▶ _ASSIGNMENT_
Restate word for word the lines beginning with the one that contains "Exercise. Identify every instance of the man's white" and ending at the bottom of the records below, both included.

Stored data entries:
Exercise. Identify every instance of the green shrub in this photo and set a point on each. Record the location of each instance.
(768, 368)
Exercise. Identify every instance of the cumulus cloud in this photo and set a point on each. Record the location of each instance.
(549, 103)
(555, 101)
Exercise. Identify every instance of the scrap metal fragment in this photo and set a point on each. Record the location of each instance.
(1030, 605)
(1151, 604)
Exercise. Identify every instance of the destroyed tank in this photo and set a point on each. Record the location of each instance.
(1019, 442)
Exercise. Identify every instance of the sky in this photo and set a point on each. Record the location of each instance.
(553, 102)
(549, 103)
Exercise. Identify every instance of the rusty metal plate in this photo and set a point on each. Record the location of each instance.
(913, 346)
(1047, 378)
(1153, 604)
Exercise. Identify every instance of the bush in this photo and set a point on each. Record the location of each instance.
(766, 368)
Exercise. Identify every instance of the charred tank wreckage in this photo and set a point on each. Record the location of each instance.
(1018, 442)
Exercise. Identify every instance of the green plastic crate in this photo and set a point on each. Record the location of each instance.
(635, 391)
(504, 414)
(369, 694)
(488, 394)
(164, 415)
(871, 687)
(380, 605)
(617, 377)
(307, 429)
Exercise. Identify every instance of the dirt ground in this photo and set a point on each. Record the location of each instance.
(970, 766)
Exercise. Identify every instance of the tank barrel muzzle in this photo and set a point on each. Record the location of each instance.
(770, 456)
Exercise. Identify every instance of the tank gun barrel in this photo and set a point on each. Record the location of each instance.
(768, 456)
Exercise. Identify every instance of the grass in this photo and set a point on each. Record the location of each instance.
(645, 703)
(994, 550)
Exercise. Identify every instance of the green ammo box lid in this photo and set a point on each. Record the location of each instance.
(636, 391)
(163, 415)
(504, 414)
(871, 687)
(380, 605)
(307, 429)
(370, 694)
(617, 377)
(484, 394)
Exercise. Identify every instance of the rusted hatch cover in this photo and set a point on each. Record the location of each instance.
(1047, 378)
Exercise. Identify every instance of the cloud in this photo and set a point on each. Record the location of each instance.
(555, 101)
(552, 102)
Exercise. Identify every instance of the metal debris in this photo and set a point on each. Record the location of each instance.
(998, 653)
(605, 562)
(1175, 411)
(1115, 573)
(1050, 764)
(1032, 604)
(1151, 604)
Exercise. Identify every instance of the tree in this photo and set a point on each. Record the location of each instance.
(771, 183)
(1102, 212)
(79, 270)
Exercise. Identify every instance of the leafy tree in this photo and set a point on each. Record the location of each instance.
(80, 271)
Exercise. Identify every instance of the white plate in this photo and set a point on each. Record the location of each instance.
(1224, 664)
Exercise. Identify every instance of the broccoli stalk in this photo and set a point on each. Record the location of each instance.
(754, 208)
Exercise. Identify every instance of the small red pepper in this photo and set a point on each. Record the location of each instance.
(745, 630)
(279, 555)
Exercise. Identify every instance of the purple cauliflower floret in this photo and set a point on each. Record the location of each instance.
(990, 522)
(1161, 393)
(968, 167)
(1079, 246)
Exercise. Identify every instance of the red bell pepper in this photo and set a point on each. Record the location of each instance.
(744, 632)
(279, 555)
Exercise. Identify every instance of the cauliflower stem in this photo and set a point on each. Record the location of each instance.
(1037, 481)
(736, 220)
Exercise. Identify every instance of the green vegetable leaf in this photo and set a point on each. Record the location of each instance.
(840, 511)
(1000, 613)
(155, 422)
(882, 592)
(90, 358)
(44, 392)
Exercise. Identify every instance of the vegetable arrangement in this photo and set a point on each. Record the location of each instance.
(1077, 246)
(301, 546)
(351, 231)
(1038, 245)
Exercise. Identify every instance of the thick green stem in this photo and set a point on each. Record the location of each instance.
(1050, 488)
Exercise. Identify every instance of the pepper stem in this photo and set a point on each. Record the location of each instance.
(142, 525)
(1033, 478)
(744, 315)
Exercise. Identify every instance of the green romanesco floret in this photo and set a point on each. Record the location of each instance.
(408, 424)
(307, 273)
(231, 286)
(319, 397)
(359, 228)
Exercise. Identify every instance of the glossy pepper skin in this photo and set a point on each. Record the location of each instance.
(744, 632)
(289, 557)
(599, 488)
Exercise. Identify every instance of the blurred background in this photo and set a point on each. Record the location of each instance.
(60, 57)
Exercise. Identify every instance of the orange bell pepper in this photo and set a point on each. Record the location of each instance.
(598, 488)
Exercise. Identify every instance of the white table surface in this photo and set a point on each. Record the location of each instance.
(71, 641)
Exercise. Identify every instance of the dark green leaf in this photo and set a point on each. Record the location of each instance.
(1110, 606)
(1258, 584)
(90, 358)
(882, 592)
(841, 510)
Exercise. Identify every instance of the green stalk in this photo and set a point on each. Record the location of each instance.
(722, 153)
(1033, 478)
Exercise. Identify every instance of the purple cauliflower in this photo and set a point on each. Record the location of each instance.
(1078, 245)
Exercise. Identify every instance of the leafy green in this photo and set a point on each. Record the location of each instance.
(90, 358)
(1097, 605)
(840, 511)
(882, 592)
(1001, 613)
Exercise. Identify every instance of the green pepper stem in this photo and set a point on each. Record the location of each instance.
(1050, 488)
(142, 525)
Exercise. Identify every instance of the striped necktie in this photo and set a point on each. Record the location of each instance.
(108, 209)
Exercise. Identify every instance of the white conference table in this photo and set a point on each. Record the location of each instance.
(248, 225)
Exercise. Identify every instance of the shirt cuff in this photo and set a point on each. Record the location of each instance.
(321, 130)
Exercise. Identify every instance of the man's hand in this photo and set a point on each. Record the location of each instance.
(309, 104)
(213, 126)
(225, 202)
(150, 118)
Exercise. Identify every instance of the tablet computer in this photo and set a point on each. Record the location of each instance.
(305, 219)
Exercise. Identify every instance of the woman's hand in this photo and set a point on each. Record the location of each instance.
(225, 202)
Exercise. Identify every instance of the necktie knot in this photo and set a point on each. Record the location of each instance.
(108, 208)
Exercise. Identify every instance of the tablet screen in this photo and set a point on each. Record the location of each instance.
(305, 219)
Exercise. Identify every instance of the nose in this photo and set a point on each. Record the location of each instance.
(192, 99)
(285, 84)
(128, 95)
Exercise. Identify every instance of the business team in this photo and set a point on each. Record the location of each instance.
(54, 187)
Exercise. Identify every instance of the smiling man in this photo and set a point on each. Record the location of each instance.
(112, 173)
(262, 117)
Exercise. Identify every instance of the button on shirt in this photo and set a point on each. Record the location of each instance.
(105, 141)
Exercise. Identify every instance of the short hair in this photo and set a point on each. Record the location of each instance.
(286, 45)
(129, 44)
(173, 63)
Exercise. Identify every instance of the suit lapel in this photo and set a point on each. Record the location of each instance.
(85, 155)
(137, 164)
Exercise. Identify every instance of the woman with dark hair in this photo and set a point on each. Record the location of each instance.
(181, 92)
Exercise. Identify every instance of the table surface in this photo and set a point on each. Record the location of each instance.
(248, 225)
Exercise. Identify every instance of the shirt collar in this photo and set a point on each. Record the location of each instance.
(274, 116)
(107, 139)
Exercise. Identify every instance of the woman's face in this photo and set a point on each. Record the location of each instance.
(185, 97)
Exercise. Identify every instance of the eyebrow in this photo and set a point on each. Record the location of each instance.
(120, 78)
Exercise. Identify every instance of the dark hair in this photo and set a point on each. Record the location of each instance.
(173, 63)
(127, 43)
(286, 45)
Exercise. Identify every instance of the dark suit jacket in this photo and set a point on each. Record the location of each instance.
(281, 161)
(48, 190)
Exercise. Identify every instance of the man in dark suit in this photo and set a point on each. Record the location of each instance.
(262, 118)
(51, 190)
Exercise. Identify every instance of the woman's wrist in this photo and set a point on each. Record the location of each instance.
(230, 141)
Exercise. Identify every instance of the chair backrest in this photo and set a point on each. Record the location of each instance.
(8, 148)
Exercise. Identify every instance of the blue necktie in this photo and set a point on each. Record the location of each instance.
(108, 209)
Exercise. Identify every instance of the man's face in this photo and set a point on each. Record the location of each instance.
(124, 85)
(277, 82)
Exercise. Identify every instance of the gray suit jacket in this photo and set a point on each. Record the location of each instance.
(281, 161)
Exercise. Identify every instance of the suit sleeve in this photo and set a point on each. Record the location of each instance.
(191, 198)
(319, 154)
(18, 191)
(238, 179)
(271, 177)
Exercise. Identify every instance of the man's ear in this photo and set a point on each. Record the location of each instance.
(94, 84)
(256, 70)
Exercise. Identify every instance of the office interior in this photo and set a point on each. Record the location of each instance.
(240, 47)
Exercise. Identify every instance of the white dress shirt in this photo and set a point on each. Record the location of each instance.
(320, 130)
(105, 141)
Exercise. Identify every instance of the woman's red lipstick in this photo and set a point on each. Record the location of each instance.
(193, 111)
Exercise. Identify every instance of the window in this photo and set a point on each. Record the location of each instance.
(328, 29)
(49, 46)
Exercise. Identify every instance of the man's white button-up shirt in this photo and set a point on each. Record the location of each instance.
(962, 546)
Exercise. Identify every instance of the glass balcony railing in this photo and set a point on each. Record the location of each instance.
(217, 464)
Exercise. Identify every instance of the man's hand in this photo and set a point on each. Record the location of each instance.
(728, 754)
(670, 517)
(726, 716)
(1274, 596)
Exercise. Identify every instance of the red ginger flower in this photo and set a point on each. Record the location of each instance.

▶ _RESULT FOR THIS TASK_
Exercise. Identify every instance of the man's white button-up shirt in this photo and set a point on each. Record the location of each instance.
(962, 546)
Exercise. Identify every instance of the glass balcony railing in this photo and set a point on each. Record the location of each instance.
(217, 464)
Exercise. Identify every instance of the man's hand in this photo and set a point on each. Record the location of each instance.
(728, 754)
(670, 517)
(726, 716)
(1274, 596)
Exercise. Identify every instance of the red ginger flower in this photo and set a point on each. Record the location of each instance.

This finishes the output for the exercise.